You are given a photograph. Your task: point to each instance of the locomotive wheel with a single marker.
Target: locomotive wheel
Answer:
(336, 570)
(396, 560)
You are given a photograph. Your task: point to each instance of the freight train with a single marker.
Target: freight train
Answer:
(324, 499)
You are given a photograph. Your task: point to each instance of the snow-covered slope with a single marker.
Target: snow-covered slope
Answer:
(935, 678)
══════════════════════════════
● **WHAT IS EXPECTED**: Turn all the entries above into one numbered list, one line per item, and leave out any blank lines.

● **ANSWER BELOW**:
1. You are given a photograph. Your task: point to each instance of the locomotive wheel with a single marker.
2. Target: locomotive wheel
3. Answer:
4. (336, 570)
5. (396, 560)
6. You are given a photograph. Your task: point to each instance of the freight train with a single marker.
7. Target: freight train
8. Answer:
9. (324, 499)
10. You are given a photograph. Your task: point to each instance of the snow-covered slope with a single marker.
11. Target: snow-covered slope
12. Answer:
13. (935, 678)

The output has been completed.